## Step 1: Filtering data
Randomise dataset and filter them into databank consisting of 70% training data, 15% validation data, and 15% testing data

Importing relevant libraries

In [17]:
#receive all files from 
import os
import random
import math
import pandas as pd
import numpy as np

from distutils.dir_util import copy_tree
from imblearn.over_sampling import RandomOverSampler
from sklearn.utils import shuffle

Specifying directory of main and relevant sets
- Do change the target directory as per needed

In [18]:
# Specify the main directory
main_directory = os.getcwd() + '\\EATD-Corpus\\'

# Specify the directory to copy files to
target_trainset = os.getcwd() + '\\data\\training_set\\'
target_valiset = os.getcwd() + '\\data\\validation_set\\'
target_testset = os.getcwd() + '\\data\\testing_set\\'

Split data into 70-15-15 (Training-Validation-Testing)

In [19]:
# Create an element tagged to file order in directory and shuffle order to funnel to relevant folders
ntotal = 162
list = [i for i in range(1, 163)]
random.shuffle(list)

# Split data into 70% training, 15% validation and 15% testing
n_testdata = math.ceil(ntotal * 0.15)
n_validata = math.ceil(ntotal * 0.15)

train_data = list[n_validata+n_testdata:]
vali_data = list[:n_validata] 
test_data = list[n_validata:n_validata+n_testdata]

In [30]:
print(np.shape(list[n_validata+n_testdata:]))
print(train_data)
print(vali_data)

(112,)

## Given task 1
Duplicate everything in the dataset-splitting notebook from "train_data = list[n_validata+n_testdata:]" down to "print(vali_data)".
## Given task 2
Answer these questions about the dataset-splitting notebook:
(a) What share of the dataset is set aside for testing?
(b) Which library is imported under the alias pd?
(c) What value is assigned to ntotal?
## Given task 3
Extend the dataset-splitting notebook, picking up right after its final line of output.

## Raw records
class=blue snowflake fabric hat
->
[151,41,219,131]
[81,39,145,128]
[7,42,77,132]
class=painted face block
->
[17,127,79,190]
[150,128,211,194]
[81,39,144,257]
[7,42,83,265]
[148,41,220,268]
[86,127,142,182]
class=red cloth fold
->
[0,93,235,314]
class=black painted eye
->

==

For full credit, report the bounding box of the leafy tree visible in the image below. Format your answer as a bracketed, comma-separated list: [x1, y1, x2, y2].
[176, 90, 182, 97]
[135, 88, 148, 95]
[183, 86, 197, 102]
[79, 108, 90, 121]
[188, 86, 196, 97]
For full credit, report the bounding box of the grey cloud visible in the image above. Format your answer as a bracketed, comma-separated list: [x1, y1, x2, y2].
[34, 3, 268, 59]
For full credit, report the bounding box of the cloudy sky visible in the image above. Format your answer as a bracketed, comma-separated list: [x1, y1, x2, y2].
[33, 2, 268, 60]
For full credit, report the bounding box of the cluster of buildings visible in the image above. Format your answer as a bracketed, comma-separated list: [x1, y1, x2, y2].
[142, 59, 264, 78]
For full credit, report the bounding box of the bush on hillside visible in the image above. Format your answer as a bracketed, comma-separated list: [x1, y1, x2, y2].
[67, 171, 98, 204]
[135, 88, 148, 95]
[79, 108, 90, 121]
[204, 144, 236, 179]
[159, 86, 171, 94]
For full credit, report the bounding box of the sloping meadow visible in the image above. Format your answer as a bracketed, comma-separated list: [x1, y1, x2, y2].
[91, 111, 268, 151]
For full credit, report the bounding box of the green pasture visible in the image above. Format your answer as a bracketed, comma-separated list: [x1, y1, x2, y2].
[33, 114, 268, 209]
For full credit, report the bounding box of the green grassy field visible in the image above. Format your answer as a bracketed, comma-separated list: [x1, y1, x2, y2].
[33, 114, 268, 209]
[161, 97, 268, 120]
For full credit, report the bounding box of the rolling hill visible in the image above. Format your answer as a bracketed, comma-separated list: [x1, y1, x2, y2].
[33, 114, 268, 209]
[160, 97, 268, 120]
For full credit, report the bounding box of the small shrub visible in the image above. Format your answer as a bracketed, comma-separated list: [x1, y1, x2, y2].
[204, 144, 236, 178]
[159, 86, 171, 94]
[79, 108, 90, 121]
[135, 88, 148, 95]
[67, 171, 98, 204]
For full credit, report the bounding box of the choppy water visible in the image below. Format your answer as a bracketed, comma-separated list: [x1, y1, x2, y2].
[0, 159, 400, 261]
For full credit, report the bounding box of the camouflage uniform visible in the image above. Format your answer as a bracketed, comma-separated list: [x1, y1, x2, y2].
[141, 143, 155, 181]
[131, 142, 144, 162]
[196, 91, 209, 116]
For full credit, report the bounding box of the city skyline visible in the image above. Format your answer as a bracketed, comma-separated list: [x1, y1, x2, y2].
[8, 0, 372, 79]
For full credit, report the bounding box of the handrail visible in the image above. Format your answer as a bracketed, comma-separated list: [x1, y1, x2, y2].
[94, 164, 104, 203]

## Output 1
train_data = list[n_validata+n_testdata:]
vali_data = list[:n_validata] 
test_data = list[n_validata:n_validata+n_testdata]

In [30]:
print(np.shape(list[n_validata+n_testdata:]))
print(train_data)
print(vali_data)

## Output 2
(a) 15%
(b) pandas
(c) 162

## Output 3
[52, 79, 59, 69, 141, 48, 73, 146, 56, 61, 63, 68, 88, 6, 58, 54, 89, 39, 134, 43, 103, 33, 51, 7, 129, 55, 137, 24, 130, 81, 125, 105, 71, 18, 16, 112, 120, 40, 11, 67, 10, 131, 126, 151, 132, 70, 27, 150, 53, 158, 86, 97, 119, 162, 117, 91, 135, 62, 100, 127, 157, 92, 83, 64, 115, 93, 8, 45, 85, 65, 49, 109, 102, 107, 113, 114, 149, 29, 87, 21, 123, 124, 77, 90, 22, 121, 38, 41, 108, 144, 66, 60, 26, 111, 31, 35, 23, 138, 1, 99, 14, 80, 37, 139, 44, 78, 42, 128, 152, 133, 122, 104]
[72, 76, 46, 145, 116, 15, 156, 106, 32, 94, 3, 30, 140, 84, 20, 34, 50, 13, 5, 153, 101, 36, 17, 136, 95]


Funnel data directories from EATD-Corpus to relevant folders 

In [20]:

print(main_directory)
i = 1
# Loop through all folders in the main directory
for folder_name in os.listdir(main_directory):
    #Joins folder name with the main directory
    folder_path = os.path.join(main_directory, folder_name)
    folder_path = folder_path + '\\'

    # Check if the item in the directory is a folder
    if os.path.isdir(folder_path):
        target_folder = ""
        if (i in vali_data):
            target_folder = os.path.join(target_valiset, folder_name) 
        elif (i in test_data):
            target_folder = os.path.join(target_testset, folder_name)
        else:
            target_folder = os.path.join(target_trainset, folder_name)
        
        #Check if there is some issue segregating into target folder
        if target_folder == "":
            print("Problem with segregating data into target folder")
            break

        #If folder does not exist, make directory
        if not os.path.exists(target_folder):
            os.makedirs(target_folder)

        #Copy all files from data folder to target folder
        copy_tree(folder_path, target_folder)
        i += 1

print("Segregation Complete!")

c:\Users\benny\Desktop\Y4S1\Deep_Speech_Technology\Project\EATD-Corpus\


Segregation Complete!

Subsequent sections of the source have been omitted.